_WHAT IS EXPECTED_
Restate the listing below word for word; no pictures belong in the copy.

_SOURCE MATERIAL_

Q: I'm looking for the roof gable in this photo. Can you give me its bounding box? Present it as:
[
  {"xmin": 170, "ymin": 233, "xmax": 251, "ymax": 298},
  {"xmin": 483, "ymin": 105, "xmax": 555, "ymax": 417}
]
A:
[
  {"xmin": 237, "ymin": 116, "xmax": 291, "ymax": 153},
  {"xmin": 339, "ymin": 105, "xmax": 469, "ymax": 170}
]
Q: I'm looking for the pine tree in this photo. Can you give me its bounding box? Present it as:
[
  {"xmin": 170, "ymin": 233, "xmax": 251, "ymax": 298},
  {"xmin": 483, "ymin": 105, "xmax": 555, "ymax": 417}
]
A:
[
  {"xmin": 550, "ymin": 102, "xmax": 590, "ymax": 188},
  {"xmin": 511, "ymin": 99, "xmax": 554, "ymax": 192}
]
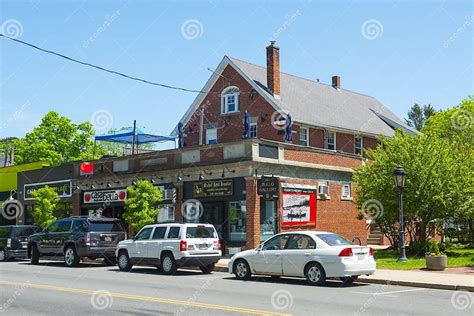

_RESPONSE FOR THIS EXERCISE_
Q: I'm looking for the roof gable in this photo. Can you give me its bounding box? Present it as:
[
  {"xmin": 170, "ymin": 233, "xmax": 251, "ymax": 298},
  {"xmin": 483, "ymin": 105, "xmax": 555, "ymax": 417}
]
A:
[
  {"xmin": 237, "ymin": 116, "xmax": 291, "ymax": 153},
  {"xmin": 339, "ymin": 105, "xmax": 469, "ymax": 170}
]
Q: I'm looking for the pine tree in this photo. Can you give me its bounding box? Present it as:
[
  {"xmin": 170, "ymin": 233, "xmax": 251, "ymax": 298},
  {"xmin": 483, "ymin": 105, "xmax": 555, "ymax": 417}
]
A:
[
  {"xmin": 550, "ymin": 102, "xmax": 590, "ymax": 188},
  {"xmin": 511, "ymin": 99, "xmax": 554, "ymax": 192}
]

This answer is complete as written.